◆ PROMPT: From the line containing "Could you point at the dark" through the last line of the data, return those lines exactly as written and nothing more.

- - - - -

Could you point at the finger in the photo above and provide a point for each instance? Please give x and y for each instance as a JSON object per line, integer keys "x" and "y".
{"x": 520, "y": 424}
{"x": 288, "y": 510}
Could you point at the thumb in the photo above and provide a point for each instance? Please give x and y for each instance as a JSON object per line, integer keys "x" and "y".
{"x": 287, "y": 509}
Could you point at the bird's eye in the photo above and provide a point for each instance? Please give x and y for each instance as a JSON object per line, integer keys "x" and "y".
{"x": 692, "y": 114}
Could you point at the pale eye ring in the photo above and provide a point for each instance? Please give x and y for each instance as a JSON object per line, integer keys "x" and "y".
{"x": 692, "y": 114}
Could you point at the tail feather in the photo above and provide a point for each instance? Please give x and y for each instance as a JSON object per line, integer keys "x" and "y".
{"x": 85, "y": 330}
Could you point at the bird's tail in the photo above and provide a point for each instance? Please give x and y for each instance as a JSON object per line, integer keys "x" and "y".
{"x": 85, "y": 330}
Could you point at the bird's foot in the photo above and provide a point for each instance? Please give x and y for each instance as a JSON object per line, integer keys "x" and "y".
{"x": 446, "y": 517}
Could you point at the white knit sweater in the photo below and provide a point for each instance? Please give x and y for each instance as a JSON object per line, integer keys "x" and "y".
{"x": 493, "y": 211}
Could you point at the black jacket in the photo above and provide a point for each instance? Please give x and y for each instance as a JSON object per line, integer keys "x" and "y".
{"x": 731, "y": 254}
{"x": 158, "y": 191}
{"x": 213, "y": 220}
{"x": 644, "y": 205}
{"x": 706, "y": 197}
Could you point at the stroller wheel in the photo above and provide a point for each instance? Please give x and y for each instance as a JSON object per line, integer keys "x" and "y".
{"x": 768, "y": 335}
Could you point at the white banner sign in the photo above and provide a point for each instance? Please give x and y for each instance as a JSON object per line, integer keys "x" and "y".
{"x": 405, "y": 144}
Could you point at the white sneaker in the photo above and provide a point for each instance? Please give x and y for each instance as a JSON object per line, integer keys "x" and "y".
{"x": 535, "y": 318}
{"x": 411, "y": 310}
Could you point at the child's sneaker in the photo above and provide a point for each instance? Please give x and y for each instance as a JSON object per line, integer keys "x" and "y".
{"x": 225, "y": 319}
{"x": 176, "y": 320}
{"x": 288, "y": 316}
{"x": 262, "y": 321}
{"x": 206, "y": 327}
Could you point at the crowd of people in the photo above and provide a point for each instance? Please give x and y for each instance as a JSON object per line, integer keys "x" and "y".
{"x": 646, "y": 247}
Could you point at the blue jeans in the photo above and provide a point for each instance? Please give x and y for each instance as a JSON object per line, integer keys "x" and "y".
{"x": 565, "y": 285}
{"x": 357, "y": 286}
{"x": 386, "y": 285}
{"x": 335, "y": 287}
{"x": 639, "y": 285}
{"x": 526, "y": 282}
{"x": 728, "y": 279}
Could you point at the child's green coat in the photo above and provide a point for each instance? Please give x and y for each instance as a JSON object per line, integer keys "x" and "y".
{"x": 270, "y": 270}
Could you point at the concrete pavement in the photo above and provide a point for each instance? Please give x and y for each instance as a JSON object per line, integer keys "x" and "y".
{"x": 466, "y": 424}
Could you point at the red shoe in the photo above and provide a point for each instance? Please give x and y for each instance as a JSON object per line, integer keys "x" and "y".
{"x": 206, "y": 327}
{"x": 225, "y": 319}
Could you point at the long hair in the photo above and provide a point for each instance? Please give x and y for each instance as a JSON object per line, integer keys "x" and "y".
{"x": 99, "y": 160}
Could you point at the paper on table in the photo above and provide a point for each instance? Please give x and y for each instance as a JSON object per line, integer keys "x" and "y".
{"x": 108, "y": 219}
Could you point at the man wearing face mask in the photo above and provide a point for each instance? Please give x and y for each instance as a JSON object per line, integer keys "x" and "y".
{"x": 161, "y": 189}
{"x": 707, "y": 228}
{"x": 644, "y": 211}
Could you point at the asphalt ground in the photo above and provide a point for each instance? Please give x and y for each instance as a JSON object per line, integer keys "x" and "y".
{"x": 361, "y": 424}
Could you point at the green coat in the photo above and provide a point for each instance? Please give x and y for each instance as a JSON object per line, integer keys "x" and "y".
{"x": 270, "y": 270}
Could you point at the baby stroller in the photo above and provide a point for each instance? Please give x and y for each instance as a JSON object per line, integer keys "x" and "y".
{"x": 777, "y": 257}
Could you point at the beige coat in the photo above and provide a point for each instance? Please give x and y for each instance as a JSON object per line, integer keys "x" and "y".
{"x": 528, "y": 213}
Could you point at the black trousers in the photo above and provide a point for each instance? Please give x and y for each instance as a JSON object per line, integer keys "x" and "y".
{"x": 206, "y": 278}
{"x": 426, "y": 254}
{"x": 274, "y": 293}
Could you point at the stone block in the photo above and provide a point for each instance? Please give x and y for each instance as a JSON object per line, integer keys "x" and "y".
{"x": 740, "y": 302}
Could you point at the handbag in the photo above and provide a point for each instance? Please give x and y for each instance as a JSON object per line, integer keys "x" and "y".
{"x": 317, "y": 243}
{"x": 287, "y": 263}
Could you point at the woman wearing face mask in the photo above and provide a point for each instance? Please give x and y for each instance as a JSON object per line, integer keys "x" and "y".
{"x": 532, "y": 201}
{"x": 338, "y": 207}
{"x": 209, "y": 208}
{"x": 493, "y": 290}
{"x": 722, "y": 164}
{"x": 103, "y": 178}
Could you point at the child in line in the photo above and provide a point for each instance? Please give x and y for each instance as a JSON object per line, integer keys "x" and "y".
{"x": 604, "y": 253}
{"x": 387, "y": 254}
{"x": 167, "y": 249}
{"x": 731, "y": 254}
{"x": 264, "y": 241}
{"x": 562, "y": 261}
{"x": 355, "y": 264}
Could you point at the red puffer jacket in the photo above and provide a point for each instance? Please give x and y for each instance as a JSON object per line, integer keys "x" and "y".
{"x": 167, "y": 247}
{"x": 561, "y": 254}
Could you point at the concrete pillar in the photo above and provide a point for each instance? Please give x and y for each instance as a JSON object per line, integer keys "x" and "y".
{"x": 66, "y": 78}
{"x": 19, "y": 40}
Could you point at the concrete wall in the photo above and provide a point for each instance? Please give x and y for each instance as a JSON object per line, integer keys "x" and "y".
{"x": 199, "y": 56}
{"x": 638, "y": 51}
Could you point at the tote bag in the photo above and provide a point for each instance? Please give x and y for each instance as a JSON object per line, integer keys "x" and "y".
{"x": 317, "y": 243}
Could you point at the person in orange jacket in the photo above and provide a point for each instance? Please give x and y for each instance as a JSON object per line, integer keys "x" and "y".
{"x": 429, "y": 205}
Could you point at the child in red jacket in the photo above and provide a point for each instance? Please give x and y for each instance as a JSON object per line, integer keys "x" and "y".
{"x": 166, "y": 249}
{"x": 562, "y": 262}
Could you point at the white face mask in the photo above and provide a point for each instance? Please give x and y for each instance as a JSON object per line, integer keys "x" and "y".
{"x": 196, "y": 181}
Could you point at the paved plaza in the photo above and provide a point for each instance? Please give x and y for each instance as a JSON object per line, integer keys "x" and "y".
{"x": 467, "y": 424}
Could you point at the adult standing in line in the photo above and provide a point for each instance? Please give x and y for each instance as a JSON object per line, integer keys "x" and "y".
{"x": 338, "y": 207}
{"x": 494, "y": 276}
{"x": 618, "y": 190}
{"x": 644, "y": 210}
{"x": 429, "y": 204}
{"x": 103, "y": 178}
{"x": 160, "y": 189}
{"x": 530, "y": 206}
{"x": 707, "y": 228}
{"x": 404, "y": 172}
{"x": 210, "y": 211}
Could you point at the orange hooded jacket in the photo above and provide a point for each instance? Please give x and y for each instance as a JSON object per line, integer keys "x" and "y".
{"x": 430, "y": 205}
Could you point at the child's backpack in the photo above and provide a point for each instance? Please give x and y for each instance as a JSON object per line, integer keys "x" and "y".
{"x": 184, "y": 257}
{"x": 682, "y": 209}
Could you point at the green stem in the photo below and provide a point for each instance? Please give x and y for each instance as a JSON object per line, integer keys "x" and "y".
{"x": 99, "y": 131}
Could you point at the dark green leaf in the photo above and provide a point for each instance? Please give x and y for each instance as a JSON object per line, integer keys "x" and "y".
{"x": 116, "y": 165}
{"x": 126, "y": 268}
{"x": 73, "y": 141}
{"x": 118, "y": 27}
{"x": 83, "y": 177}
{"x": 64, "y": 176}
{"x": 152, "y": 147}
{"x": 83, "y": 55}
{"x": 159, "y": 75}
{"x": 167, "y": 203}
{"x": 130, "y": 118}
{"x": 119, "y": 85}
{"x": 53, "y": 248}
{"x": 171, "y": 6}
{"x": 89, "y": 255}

- - - - -

◆ SOLUTION FOR THIS PROBLEM:
Could you point at the dark green leaf in the photo above and provide a point for each instance? Please give x and y for each instance as a JSON object per line, integer keys "x" and "y".
{"x": 116, "y": 165}
{"x": 126, "y": 268}
{"x": 73, "y": 141}
{"x": 118, "y": 27}
{"x": 83, "y": 177}
{"x": 64, "y": 176}
{"x": 152, "y": 147}
{"x": 83, "y": 55}
{"x": 159, "y": 75}
{"x": 167, "y": 203}
{"x": 130, "y": 118}
{"x": 119, "y": 85}
{"x": 53, "y": 248}
{"x": 171, "y": 6}
{"x": 89, "y": 255}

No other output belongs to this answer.